→ **Supplied material**:
━━━━━━━━

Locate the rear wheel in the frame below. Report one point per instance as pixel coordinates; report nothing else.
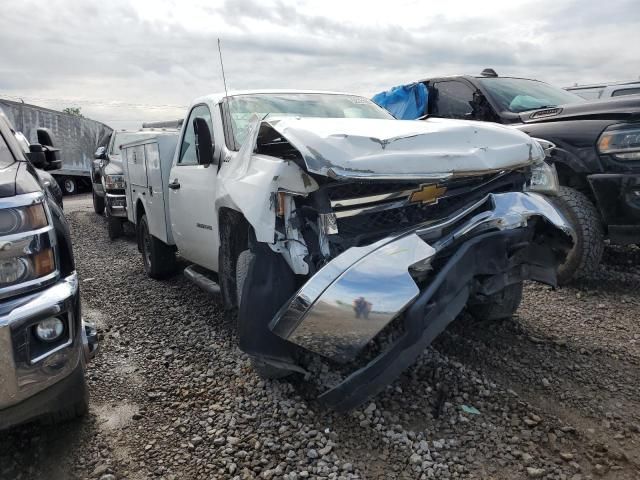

━━━━━━━━

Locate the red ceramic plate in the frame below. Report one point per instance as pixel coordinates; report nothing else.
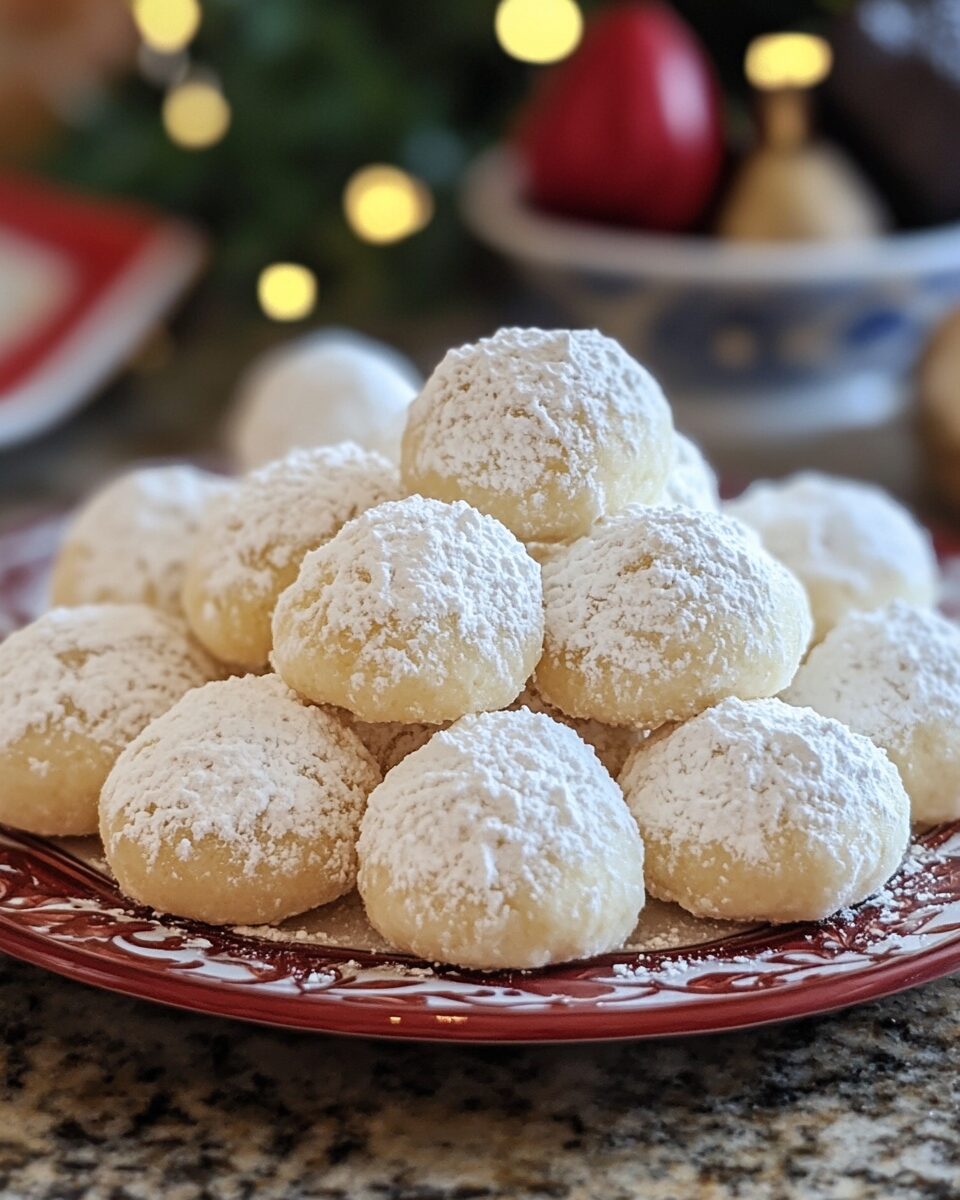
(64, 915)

━━━━━━━━

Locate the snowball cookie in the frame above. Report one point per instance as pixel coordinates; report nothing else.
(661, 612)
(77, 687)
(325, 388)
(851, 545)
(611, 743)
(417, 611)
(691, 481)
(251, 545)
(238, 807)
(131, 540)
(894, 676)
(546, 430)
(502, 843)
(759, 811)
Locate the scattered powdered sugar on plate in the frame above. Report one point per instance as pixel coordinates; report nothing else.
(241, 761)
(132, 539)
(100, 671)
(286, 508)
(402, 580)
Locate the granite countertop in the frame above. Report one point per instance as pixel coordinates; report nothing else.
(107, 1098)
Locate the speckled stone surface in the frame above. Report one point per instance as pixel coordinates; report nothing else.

━━━━━━━━

→ **Exercise description**: Begin at the line above that has "Locate the scattered" and stop after the line that has "Locate the speckled", copying each line exactly and adding nothing else.

→ **Solution to this exercise**:
Locate the scattered powdered sugar on plate in the frame above. Report one point per instance as pixel coordinates; report nothing else.
(241, 761)
(132, 539)
(100, 671)
(286, 508)
(402, 580)
Locate the granite countertop in the frame above. Report one point per instance as pixel coordinates; report nothing else.
(107, 1098)
Locate the speckled stone surface in the frame above. Report one point per instance as pixel coordinates; report nothing else.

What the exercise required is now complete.